__REQUIRED ACTION 1__. In the travel journal, why did the writer order the combo of pork ribs, pulled pork, smoked chicken, and smoked sausage at Blue Smoke Bar-B-Q? Answer in one to three sentences.
__REQUIRED ACTION 2__. According to the travel journal, at which subway stop did the group get off before walking across the Brooklyn Bridge?
__REQUIRED ACTION 3__. Please continue the travel journal, starting right after its final sentence about returning to the hotel.

Oddly enough, a few hours later we began to get hungry again. Later that evening we decided to go to the Blue Smoke Bar-B-Q. It had been recommended by Julie’s cab driver. Since there was a 45-minute wait for a table, we walked around the neighborhood before being seated. I was unable to decided on a dish so I had the combo of pork ribs, pulled pork, smoked chicken, and smoked sausage. It was all good including the calamari, the creamed spinach, and collard greens. Having no room for dessert, we ordered one anway—chocolate mousse silk pie. We stumbled back to the Hotel Giraffe and called it a night.

Monday July 4, 2011.

A new day would bring new adventures. We fortified ourselves with the Continental Breakfast provided by the hotel. The faire was quite good and was the same everyday. Along with their delicious coffee they provided juices, fruit, hard-boiled eggs, and assorted bagels, pastries, muffins, and croissants.

We left the hotel, boarded the subway heading downtown and got off at the Brooklyn Bridge stop. We walked across the Brooklyn Bridge taking in all the surrounding sights. This was a popular activity. We were joined by many walkers and cyclists. We crossed the bridge and dropped into DUMBO(down under the Manhattan bridge overpass). There was a mandatory stop at the Jaques Torres Chocolate Shop. We had a light meal at a little café where we had eggs in a cloud. This was a unique dish consisting of baked eggs whites looking like a cloud holding two egg yolks.

We took the subway under the East River to the Financial District. We walked around Ground Zero and saw the first replacement tower. It was only half completed but already was higher than all the surrounding buildings. We walked around Battery Park and the large Financial Center Building. With our dogs a barking, we returned to the hotel to prepare for the evening activities.

__LISTED ENTRIES__.
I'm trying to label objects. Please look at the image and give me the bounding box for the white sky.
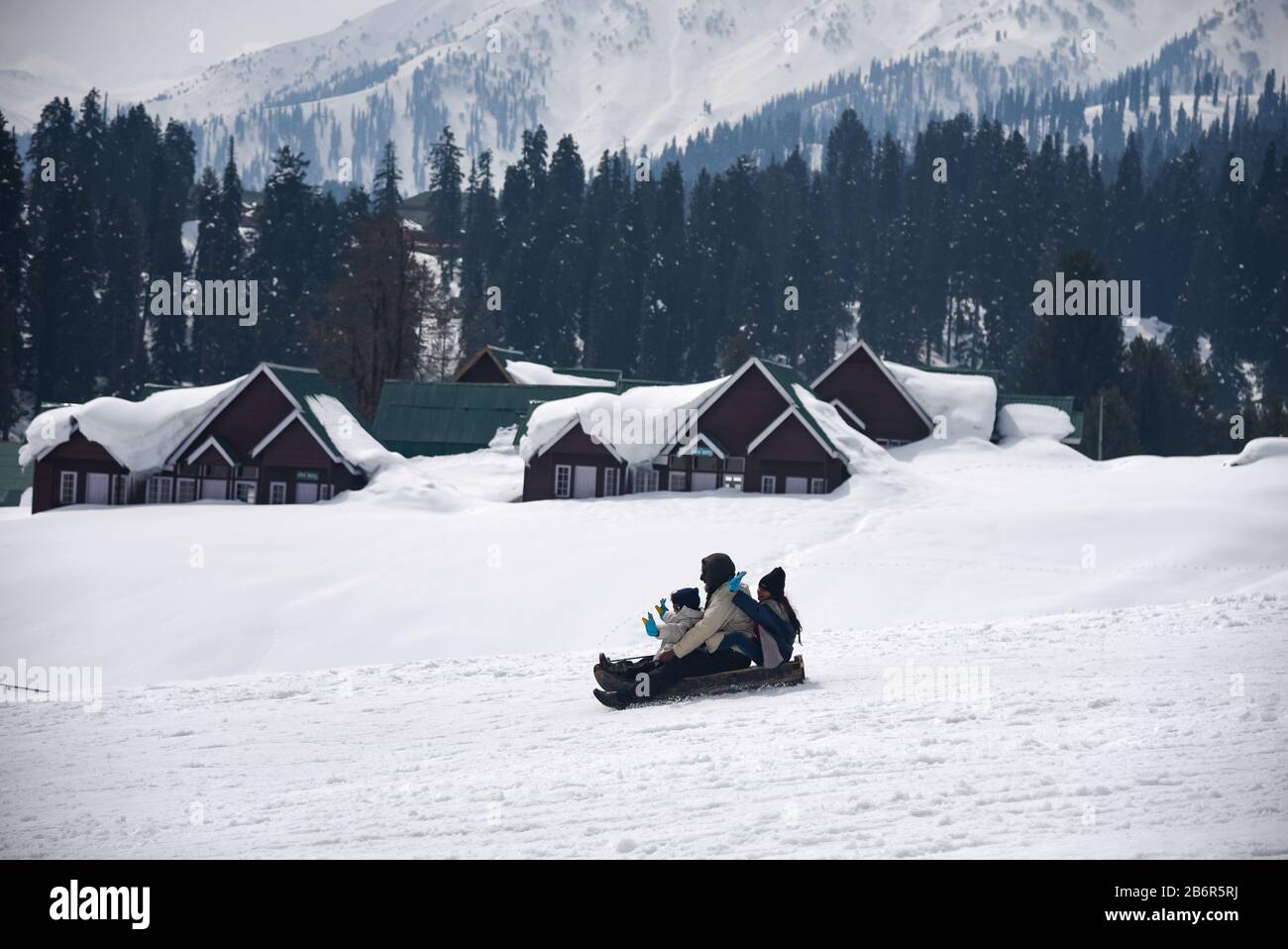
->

...

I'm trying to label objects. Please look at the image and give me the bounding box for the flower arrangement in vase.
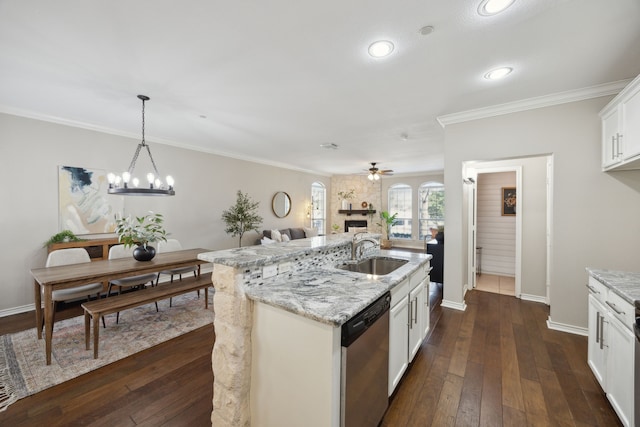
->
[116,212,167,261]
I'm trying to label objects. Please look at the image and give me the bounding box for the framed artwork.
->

__FINAL ANSWER 1__. The writer was unable to decide on a single dish, so they ordered the combo of all four meats.

__FINAL ANSWER 2__. They got off at the Brooklyn Bridge stop.

__FINAL ANSWER 3__.
We had reservations on the Circle Line Boat Tour to go out on the Hudson River for the evening fireworks show. We took the subway to Times Square in hopes of catching a cab to the dock. There was no way to get a taxi and even if we did, they were all in gridlock. We hoofed it to the dock only to be placed in a line with hundreds of other people. We finally got on the boat and got out onto the Hudson River. After dark, at 9:30 PM, the fireworks started. They were spectacular and being on the water enhanced the view. After the show we disembarked with throngs of people not only from our boat but a host of other boats. We started walking, futilely looking for a taxi. No luck. We made it back to Times Square and took the subway back to the hotel. We were pretty tired by now. Who knew having so much fun could be so exhausting.

Tuesday July 5, 2011

After a night of good, restorative sleep we were ready to go at it again. We took the subway up to Central park and walked further to the American Museum of Natural History. One could spend a week in there and not see everything so we had choices to make. We went to the Largest Dinosaurs Exhibit. This showcased the largest of all the dinosaurs from birth to death to being dug up as fossils. We had tickets to a brand new exhibit called, The Brain and then we went to an IMAX movie called Tornado Alley where a guy built an armored car so he could get inside a tornado and film it. It was lunchtime and we had lunch at one of the museum cafes. After lunch, Diane and Julie abandoned me to my own devices while they went shopping. I had not had my fill of the museum so I stayed and went to the animal exhibits and then The Incan Trail Photography Exhibit and then the Tibetan Medicine Exhibit. I left the museum and went into Central Park and came back through the Park before I took a subway back to the hotel.

That evening we went to the East Village where we met Julie’s friend, Meg at Meg’s favorite restaurant, Café Mogador. It was a Moroccan restaurant. I had the sea bass cooked with hot spices and vegetables. The fish had been caught that day by the owner of the place, or so they said. Once again, I stepped out of my paradigm and ordered desert—Strawberry Rhubarb Crumble with Vanilla Ice Cream. We were back to the hotel by 9:30.

Wednesday July 6, 2011. Diane’s Birthday

Diane had filled the itinerary on her birthday. First, we toured the Empire State Building and then walked to the New York Public Library and then on to Grand Central Station where we had lunch at a Mexican Restaurant. We had 2 PM tickets to see Billy Elliott—a fantastic musical about a boy from Wales who wanted to be a ballet dancer instead of following the family tradition of working in the coal mines, which were about to be shut down anyway.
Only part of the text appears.